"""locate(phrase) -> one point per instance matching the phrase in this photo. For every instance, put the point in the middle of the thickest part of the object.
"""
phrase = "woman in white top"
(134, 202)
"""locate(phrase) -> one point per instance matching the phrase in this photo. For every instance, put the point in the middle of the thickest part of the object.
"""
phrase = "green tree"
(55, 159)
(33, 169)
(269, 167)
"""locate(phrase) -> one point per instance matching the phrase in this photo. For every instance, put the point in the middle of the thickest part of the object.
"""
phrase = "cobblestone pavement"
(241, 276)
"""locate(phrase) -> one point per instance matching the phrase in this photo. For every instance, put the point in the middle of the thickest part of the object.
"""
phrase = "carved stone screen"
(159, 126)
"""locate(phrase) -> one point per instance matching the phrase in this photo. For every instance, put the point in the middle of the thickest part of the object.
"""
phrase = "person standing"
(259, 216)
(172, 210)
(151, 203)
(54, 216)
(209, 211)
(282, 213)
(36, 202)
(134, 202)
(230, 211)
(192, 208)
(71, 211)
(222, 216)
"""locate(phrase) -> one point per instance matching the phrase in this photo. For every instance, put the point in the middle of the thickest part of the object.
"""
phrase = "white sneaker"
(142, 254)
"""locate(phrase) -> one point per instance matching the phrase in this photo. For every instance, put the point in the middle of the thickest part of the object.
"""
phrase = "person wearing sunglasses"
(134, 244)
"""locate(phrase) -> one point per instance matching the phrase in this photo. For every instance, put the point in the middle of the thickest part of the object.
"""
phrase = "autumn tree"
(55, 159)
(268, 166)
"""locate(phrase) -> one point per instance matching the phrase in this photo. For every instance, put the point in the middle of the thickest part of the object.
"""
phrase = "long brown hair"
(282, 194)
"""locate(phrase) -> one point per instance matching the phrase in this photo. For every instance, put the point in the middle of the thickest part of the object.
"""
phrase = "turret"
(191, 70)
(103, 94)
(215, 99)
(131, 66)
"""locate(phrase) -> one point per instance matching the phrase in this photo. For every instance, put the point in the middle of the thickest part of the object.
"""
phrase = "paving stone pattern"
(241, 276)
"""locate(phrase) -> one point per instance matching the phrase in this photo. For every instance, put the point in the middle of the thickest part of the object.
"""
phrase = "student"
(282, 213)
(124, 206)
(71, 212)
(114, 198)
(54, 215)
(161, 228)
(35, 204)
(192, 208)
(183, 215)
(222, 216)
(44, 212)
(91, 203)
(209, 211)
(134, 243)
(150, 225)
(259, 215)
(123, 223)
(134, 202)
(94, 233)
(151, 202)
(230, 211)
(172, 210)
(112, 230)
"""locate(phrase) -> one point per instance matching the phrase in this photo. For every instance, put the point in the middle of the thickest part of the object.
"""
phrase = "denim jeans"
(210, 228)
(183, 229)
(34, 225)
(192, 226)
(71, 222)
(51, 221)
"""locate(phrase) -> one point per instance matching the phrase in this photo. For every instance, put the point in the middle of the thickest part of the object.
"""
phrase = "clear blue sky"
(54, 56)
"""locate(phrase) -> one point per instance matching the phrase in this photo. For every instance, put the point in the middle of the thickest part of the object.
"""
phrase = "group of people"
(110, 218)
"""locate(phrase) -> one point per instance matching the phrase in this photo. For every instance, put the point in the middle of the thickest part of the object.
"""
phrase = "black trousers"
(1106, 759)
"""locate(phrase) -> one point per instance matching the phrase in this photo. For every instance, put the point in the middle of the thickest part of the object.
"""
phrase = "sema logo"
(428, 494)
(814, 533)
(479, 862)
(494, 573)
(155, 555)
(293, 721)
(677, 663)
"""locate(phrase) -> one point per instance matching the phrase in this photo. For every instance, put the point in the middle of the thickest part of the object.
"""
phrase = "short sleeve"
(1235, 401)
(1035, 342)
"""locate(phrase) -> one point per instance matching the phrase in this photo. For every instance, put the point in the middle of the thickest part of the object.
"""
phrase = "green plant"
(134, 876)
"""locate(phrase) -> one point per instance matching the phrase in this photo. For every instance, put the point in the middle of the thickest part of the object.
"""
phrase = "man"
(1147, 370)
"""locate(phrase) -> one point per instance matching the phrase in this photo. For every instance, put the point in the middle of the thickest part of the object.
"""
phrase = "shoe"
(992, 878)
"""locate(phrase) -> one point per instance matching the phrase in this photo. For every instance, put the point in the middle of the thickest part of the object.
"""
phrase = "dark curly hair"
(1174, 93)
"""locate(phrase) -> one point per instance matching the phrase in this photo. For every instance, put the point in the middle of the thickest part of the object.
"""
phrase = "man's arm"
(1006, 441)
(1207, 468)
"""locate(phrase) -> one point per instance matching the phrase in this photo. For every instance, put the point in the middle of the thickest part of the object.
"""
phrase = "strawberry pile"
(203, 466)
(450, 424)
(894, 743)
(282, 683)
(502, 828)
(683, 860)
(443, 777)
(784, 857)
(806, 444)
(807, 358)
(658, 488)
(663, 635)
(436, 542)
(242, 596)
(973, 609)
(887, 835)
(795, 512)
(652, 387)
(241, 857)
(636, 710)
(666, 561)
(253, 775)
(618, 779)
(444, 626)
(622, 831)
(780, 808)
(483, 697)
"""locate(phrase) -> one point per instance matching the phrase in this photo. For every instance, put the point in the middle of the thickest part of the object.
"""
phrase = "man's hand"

==========

> Written exercise: Repeat the records above exactly, from the first line to the last.

> Answer below:
"""locate(phrase) -> one point per instance matching the phrase in this photo. For every instance, put the point in the middle of the thickest part of the object.
"""
phrase = "woman in white top"
(134, 202)
"""locate(phrase) -> one point per instance matching the phrase in this photo. For every instance, put the point in the middle of the thickest part of the object.
"""
phrase = "green tree"
(55, 159)
(33, 169)
(269, 167)
"""locate(phrase) -> one point per instance matching the phrase in this photo. For every instance, put the point in the middle of the thickest part of the object.
"""
phrase = "cobblestone pavement"
(241, 276)
"""locate(phrase) -> one point per instance matching the phrase in this photo. For every instance, put the point in the middle of the thickest part of the object.
"""
phrase = "carved stone screen"
(159, 126)
"""locate(phrase) -> one point per instance matching the phrase in this photo. For every instance, put the point in the middle of the thickest part of the object.
"""
phrase = "person standing"
(259, 216)
(172, 210)
(151, 203)
(54, 216)
(209, 211)
(282, 213)
(36, 202)
(134, 202)
(230, 211)
(192, 208)
(71, 211)
(222, 216)
"""locate(phrase) -> one point per instance matching the phrase in this photo. For every instance, put the point in the middle of the thickest part of the object.
"""
phrase = "white sneaker"
(142, 254)
"""locate(phrase) -> one point per instance matching the phrase in this photo. For every instance, put the point in the middle of the thickest part of the object.
"""
phrase = "person wearing sunglasses"
(134, 244)
"""locate(phrase) -> one point per instance matching the phrase in this photo. For every instance, put the point in the middle of the thickest part of the object.
"""
phrase = "autumn tree"
(55, 159)
(268, 166)
"""locate(phrase) -> one point per instance matching the phrase in this photo. For every instance, put the point in the middle of the thickest part of the object.
"""
phrase = "long brown hair"
(282, 194)
"""locate(phrase) -> one point per instance matching the phrase in this photo. For every instance, put the point in the middle of the thickest part of the object.
"""
phrase = "turret"
(191, 70)
(103, 94)
(215, 99)
(131, 66)
"""locate(phrase) -> one point per instance matching the phrase in this photo. For every instance, put the point in the middle of the thickest part of the object.
"""
phrase = "paving stone pattern"
(241, 276)
"""locate(phrase) -> one point per instance matching the phrase in this photo. For every instance, put the point in the middle of the thickest part of the object.
"""
phrase = "student"
(282, 213)
(124, 206)
(71, 212)
(114, 198)
(54, 215)
(161, 228)
(35, 204)
(192, 208)
(183, 215)
(222, 216)
(44, 212)
(91, 203)
(209, 211)
(134, 243)
(150, 225)
(259, 215)
(123, 223)
(134, 202)
(94, 233)
(151, 202)
(230, 211)
(172, 210)
(112, 230)
"""locate(phrase) -> one point per instance matching the phrase in this photo. For every instance, put the point in the middle of the thickest part of the object.
"""
phrase = "denim jeans"
(210, 228)
(183, 229)
(34, 225)
(192, 226)
(71, 222)
(51, 221)
"""locate(phrase) -> one point per instance matching the phrase in this photo. For every instance, put the point in the middle of the thickest part of the object.
"""
phrase = "clear blue sky"
(54, 56)
"""locate(phrase) -> one point per instance matching the phrase in this photo. For every instance, put the point in the middle of the thickest part of the object.
"""
phrase = "group of people"
(110, 218)
"""locate(phrase) -> one point per instance matching the phrase in this photo. For every instance, put the point in the middle of the thickest part of the object.
"""
phrase = "black trousers"
(1106, 759)
"""locate(phrase) -> one point per instance matching the phrase in this photo. For every instance, put the point in the middle of the thickest part of the object.
"""
phrase = "sema logo"
(428, 494)
(814, 533)
(479, 862)
(494, 573)
(155, 555)
(293, 721)
(677, 663)
"""locate(phrase) -> one point per instance matching the phrase in this photo. For every instance, put the point in the middle of the thickest part of the object.
"""
phrase = "short sleeve"
(1235, 401)
(1035, 342)
"""locate(phrase) -> one point per instance matching the phrase in this photo. For every instance, put the point in the middle of the thickest part of the object.
"""
phrase = "green plant"
(134, 876)
"""locate(phrase) -> one point per instance matching the phrase in this photo. For every instance, put the point in the middle of the thickest part of the object.
"""
phrase = "man"
(1147, 370)
"""locate(phrase) -> one point per instance matching the phrase in this photo. For every instance, put the point in the middle of the thickest part of the object.
"""
phrase = "shoe"
(992, 878)
"""locate(phrase) -> one point per instance matching the phrase in this photo. For every instance, put the point in the middle of the thickest part of the object.
"""
phrase = "dark curly hair"
(1174, 93)
"""locate(phrase) -> one point per instance matching the phrase in this photo. For every instance, put the point in the middle of the thickest part of the object.
"""
phrase = "man's arm"
(1006, 441)
(1207, 468)
"""locate(phrase) -> one point per instance matching the phrase in this photo. For every instance, put the point in the middle of the thickest part of the object.
"""
phrase = "strawberry pile"
(203, 466)
(450, 424)
(894, 743)
(282, 683)
(502, 828)
(683, 860)
(443, 777)
(784, 857)
(806, 444)
(807, 358)
(658, 488)
(663, 635)
(436, 542)
(242, 596)
(973, 609)
(887, 835)
(795, 512)
(652, 387)
(241, 857)
(636, 710)
(666, 561)
(253, 775)
(618, 779)
(444, 626)
(622, 831)
(780, 808)
(483, 697)
"""locate(phrase) -> one point per instance matching the phrase in this photo. For every instance, put the point in the middle of the thickest part of the object.
"""
phrase = "man's hand"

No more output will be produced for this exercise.